### Excerpted text
Based on previous experiences, your neocortex knows that elephant heads are almost always attached to the rest of the elephant; given partial sensory information, your neocortex used autoassociation to retrieve the entire "elephant" memory network.
If you see a round white object in isolation, lacking context, numerous visual memory networks remain equally viable options. Is this a golf ball, ping-pong ball, egg, billiard ball, a piece of white candy, or something else?
However, as the saccadic movements of your eyes look over the scene, various pieces of context are processed. Since there is a nest surrounded by leaves, the most statistically suitable option becomes the egg, and so the "egg" visual memory network is matched and converted into recognition. Note that this was done even though the sensory information about the egg itself did not change; it was the context that made it the best option. That round white object still could be a golf ball or something else, but it's far less likely given the context; the neocortex made a match based on probability.
A large rock on a path represents an obstacle. To surmount this obstacle, there are several movements available to you - kicking it out of the way, crawling over it, stepping over it, or jumping over it - and you need to decide which is most appropriate for the situation at hand. The best option depends upon various contextual factors such as the size, texture, and morphology of the rock, amongst others.

### Check your understanding
a: In the neocortex excerpt, what surrounds the nest in the scene where the round white object is recognized as an egg?
b: Write the next part of the neocortex excerpt, picking up after its final sentence.

Natural language descriptions of regions:
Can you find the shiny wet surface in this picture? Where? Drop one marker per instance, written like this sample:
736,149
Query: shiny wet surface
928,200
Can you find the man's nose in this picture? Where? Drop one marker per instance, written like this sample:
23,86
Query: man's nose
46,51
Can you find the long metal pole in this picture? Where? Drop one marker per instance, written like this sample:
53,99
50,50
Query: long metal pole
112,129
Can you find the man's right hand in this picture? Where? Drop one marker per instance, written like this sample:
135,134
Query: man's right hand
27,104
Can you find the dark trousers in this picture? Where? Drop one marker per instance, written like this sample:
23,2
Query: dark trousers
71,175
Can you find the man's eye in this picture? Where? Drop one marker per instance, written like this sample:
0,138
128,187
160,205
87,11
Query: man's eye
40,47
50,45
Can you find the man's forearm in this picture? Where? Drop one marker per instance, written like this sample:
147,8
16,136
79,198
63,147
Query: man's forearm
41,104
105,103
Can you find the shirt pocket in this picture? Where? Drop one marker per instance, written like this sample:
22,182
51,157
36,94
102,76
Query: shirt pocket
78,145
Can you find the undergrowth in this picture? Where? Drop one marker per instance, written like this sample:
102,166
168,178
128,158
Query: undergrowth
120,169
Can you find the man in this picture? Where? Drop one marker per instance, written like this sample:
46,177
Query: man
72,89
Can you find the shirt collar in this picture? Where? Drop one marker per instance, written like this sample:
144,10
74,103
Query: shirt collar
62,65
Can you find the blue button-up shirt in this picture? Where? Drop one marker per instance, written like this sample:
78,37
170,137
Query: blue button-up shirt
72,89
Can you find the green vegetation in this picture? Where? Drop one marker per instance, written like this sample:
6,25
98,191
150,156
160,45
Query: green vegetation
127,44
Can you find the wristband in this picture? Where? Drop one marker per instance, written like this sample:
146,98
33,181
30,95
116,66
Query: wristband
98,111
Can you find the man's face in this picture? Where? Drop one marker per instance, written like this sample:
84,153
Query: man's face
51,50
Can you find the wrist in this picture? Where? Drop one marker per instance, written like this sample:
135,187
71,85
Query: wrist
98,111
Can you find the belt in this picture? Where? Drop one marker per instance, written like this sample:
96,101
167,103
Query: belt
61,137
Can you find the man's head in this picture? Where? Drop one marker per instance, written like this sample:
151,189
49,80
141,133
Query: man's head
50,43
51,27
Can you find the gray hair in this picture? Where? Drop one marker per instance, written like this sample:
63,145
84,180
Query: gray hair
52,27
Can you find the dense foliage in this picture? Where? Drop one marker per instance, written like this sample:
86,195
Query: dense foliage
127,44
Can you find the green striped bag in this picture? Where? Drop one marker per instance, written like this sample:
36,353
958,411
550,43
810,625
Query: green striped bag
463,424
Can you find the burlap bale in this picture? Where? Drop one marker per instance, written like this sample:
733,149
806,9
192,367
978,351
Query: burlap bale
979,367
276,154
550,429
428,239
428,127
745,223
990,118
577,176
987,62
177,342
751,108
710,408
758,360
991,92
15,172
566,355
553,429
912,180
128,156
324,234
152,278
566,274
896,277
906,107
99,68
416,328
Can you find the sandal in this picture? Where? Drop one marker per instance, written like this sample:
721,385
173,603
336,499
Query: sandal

### Exercise answers
a: Leaves.

b:
Once the "rock" visual memory network has been converted into recognition, the appropriate motor memory network (kicking it, crawling over it, stepping over it, or jumping over it) needs to be matched and converted into movement to get past it. Let us say that the matching threshold is set at 70%, meaning that 70% of the individual minicolumns in any memory network must be matched before it is converted into movement. As various pieces of context are convergently parallel processed by BN circuits, the probabilities favour the "step" motor memory network and so it is matching and racing towards the matching threshold the fastest.
As BN circuits process context, the statistical impact of each piece of context is weighted and used to modify the matching thresholds for each of the competing motor memory networks. Since the rock is half a meter high, wet from a recent rainfall, and has sharp edges, the "step" motor memory network is the most statistically suitable option and so its matching threshold is lowered. To ensure that the incorrect movements are not produced, the matching thresholds for the other motor memory networks are raised, making it even harder for them to be converted into movement. In this way, there is no confusion as a single stepping movement over the rock is made; it would be bad if two movements tried to occur at the same time.
If the STN pathway is overactive as in Huntington's disease, the memory network matching threshold is set too low, resulting in many incorrect motor memory networks being matched and converted into movement.
If the STP pathway is overactive as in Parkinson's disease, the memory network matching threshold is set too high, resulting in movement stopping and an interruption in behaviour until enough time has allowed a good match to be made and converted into movement.
|
Basal Nuclei Learning
Learning methods may be classified as reinforcement (reward-based trial and error), supervised (error-based teacher), or unsupervised (internal rules). It is time to discuss reinforcement learning.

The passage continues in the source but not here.